───── THE DATA

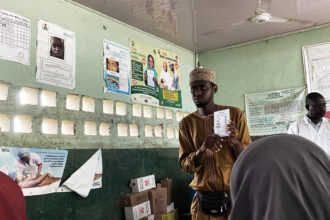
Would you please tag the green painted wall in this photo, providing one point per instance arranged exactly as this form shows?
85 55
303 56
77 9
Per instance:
262 66
124 158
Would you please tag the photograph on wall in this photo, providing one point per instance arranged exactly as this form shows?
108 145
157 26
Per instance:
169 79
272 112
317 70
15 36
56 55
116 68
36 171
145 88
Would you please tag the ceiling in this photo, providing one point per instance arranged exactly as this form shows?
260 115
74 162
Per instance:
204 25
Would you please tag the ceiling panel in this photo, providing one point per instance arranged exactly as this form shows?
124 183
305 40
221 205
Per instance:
203 25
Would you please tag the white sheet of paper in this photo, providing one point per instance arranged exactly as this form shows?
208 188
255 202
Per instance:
15 36
56 55
82 181
221 118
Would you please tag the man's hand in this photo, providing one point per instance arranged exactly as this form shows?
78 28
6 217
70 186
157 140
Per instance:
211 142
232 138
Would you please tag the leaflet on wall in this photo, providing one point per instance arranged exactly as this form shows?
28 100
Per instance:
169 80
273 112
15 35
116 68
144 76
56 55
36 171
155 76
87 177
317 70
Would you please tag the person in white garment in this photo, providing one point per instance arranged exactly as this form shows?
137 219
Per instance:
175 83
165 77
314 126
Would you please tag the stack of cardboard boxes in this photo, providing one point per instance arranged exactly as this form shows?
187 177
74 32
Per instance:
148 201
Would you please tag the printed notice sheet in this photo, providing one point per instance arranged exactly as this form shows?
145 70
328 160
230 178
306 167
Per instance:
56 55
36 171
87 177
273 112
317 70
221 119
15 35
116 68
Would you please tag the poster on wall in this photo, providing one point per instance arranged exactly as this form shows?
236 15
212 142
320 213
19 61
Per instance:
144 76
116 64
36 171
56 55
169 79
273 112
155 76
317 70
15 35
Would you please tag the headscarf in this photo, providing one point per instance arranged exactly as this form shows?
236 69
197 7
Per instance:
198 74
12 204
284 177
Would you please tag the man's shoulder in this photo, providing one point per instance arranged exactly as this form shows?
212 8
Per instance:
298 122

──────────

Set the data above down again exactly as given, with no pictures.

Would you please tag the green painted wall in this photo, providing one point per instance arranged exactly as this form shows?
85 55
303 56
77 9
Per instance:
262 66
124 158
Would you please tag the photograph on wall in this photo, providing one point per instance arranged exactly as this form shows?
108 145
157 26
Per instance:
169 79
272 112
317 70
15 36
56 55
116 68
36 171
145 88
Would you please tag the ceiling in this photo, providing one point per instance arranged exactly as this form shows?
260 115
74 162
Per instance:
204 25
Would you please tag the ceiling panel in this photo, providing one point per instance arranged exactly as this form shows?
124 183
305 40
221 205
Per instance:
203 25
Would you please tag the white sheet of paper in this photo, providing one point per instance arranged exactly as this form shows?
208 188
255 202
Per instance:
15 36
56 55
82 181
221 118
Would you please tag the man's hand in this photo, providing one point per instance arranged exactly as this form shows?
78 28
6 217
70 186
157 140
Per instance:
211 142
232 138
Would you please tag the leaflet on wall in this photo, providing one point per instance arranged exactly as this form shows?
28 100
Per instance:
169 80
273 112
15 35
116 68
144 76
56 55
36 171
155 76
87 177
317 70
Would you please tag the person in white garment in this photo, providing one point per instance arranged exactly as this form shows?
137 219
Per instance:
175 83
165 77
314 126
Would you please tag the stack of cardboard boxes in this photo, providing one point per instance arranged exactly as this form shows?
187 177
74 32
Per instance:
148 201
Would you please tag the printed notice sheet in this photo, providing one point per instance arranged exactly as this form shows?
145 70
328 160
230 178
306 167
Per instance:
56 55
36 171
87 177
273 112
317 70
221 119
15 35
116 68
Would you please tag the poster on wall in this photo, providing one point per instance arranged exactly as this form shows?
236 15
212 142
320 213
19 61
Per instance:
144 76
116 64
36 171
56 55
169 79
273 112
155 76
317 70
15 35
Would you please tag the headscarf in this photo, providing one point per instance arranged exactly as this form shows?
236 69
197 7
Per instance:
198 74
12 204
284 177
Would you please tag the man's shoulder in this photo, providing one point per instance arranged exactly as this form shows?
212 8
Per instance:
298 122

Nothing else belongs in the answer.